Top Energy Stories of the Summer

The Obama administration released its landmark carbon emissions rule this summer, but that’s just one piece of the energy news puzzle over the past few months. We’ve made things easy for you to catch up, with a countdown of the top stories you clicked, broken down by topic. Top on your minds? How the domestic oil and gas boom and the growth of renewable power are changing the energy industry, what environmental regulations mean for the future of coal and how campaigns in energy-rich states could determine whether the Republicans or Democrats control the Senate.

The stories come together to paint an interesting picture of how an evolving energy mix and campaigns to curb greenhouse gases are changing the face of the electric industry. Your favorite headlines offer a clue as to what stories will continue to drive the news cycle in the fall and over the next few years.

#5 The Curious World of Electric Regulators

It’s been a newsworthy year for the Federal Energy Regulatory Commission, from contentious nominations to leaked memos highlighting grid security weaknesses.

FERC is an independent agency that regulates how wholesale power is transmitted and sold across state borders. It’s also in charge of making sure the power grid operates reliably to prevent outages. With the growth of renewable energy and natural gas, as the U.S. electric system becomes increasingly complex and interconnected, FERC news is becoming more prominent.

One of the biggest stories this year came from Wall Street Journal’s Rebecca Smith, who reported saboteurs could knock out just nine of the country’s electric-transmission substations and cause a national blackout.

U.S. Risks National Blackout From Small-Scale Attack
from Wall Street Journal by Rebecca Smith

FERC is proposing to approve a proposal from the industry-run electric reliability agency to identify weak links and develop security plans, although it has asked for some revisions.

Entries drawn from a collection
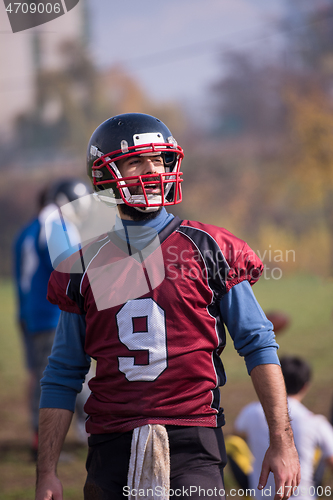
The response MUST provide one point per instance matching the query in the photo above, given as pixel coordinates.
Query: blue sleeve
(68, 364)
(248, 326)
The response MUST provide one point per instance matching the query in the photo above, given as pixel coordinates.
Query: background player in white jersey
(148, 301)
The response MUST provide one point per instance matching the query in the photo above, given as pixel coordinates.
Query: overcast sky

**Tasks for this exercise**
1) Condense the paragraph of the summer energy stories text that begins "FERC is an independent agency" into a short bulleted list that keeps its main facts.
2) In the summer energy stories text, retype everything from "U.S. Risks National" down to "for some revisions." word for word.
3) Write the next part of the summer energy stories text, picking up after its final sentence.

**Answers for this exercise**
1)
- FERC is an independent agency that regulates the interstate transmission and sale of wholesale power.
- It is responsible for keeping the power grid running reliably to prevent outages.
- As renewable energy and natural gas grow and the U.S. electric system becomes more complex and interconnected, FERC news is gaining prominence.

2)
U.S. Risks National Blackout From Small-Scale Attack
from Wall Street Journal by Rebecca Smith

FERC is proposing to approve a proposal from the industry-run electric reliability agency to identify weak links and develop security plans, although it has asked for some revisions.

3)
FERC Finds Flaws in Electric-Grid Security Proposal
from Wall Street Journal by Rebecca Smith

The agency is also in an ongoing process to finalize cybersecurity rules for the grid.

Poll: Voters Expect Cyber Grid Attack but Hope for Best
from Morning Consult by Emily Holden

FERC has gone through two Senate nominations to get a new chairman, and the commission is now looking at another hard-to-fill opening since Commissioner John Norris announced he will leave before his term is over.

Support Wanes for Obama’s FERC Nominee
from Wall Street Journal by Amy Harder

FERC’s Norris to leave agency; announcement expected this week
from SNL by Esther Whieldon

The heated fights over nominees show how politicized the agency’s role has become, as it rules on policies that make it easier for renewable power to gain access to the grid and to incentivize energy savings. Those major regulations have been the center of political clashes and suspenseful court battles. In May, a court threw out FERC’s Order No. 745, which set payment terms for electric customers who join programs to reduce their energy use at high-demand times. The court said the rule was outside FERC’s jurisdiction and that so-called “demand response” programs should be left up to states—highlighting an industry complaint that FERC is overstepping its bounds.

FERC Pay-to-Save Energy Plan Thrown Out by U.S. Court
from Bloomberg by Mark Chediak and Andrew Zajac

Court Ruling Could Complicate Meeting EPA Rules
from Morning Consult by Emily Holden

FERC did see a court win on its Order No. 1000, which is aimed at making it easier for renewable energy to connect to the grid and requires planning and cost-sharing for transmission projects.

Wellinghoff: One court win for FERC could yield another
from Politico Pro by Darius Dixon




#4 Coal’s Decline and Renewable Energy’s Growth

It’s a rough time for coal power as the industry struggles to compete with natural gas amid a long list of environmental regulations.  Coal proponents say a rapid shutdown of the nation’s most-used power source could mean higher electricity prices and reliability issues.

How not to shut down coal plants
from Washington Post by Lydia DePillis 

Amid Alleged ‘War on Coal,’ Nebraska Plant Finds ‘Path Forward’
from U.S. News and World Report by Alan Neuhauser

One Of America’s Dirtiest Coal Plants Had Some Dire Predictions. It Was Wrong.
from Hufffington Post by Dina Cappiello and Kevin Begos (AP)

Coal Retirements Pose Potential Power Problems
from Morning Consult by Emily Holden 

Environmental regulators say the future of the industry is in carbon capture technologies, but coal supporters argue the technology is untested and expensive.

Carbon Capture’s Perfect Storm
from Morning Consult by Emily Holden

Coal’s Best Hope is Costly Power Plant in Mississippi
from Houston Chronicle by Mark Drajem (Bloomberg)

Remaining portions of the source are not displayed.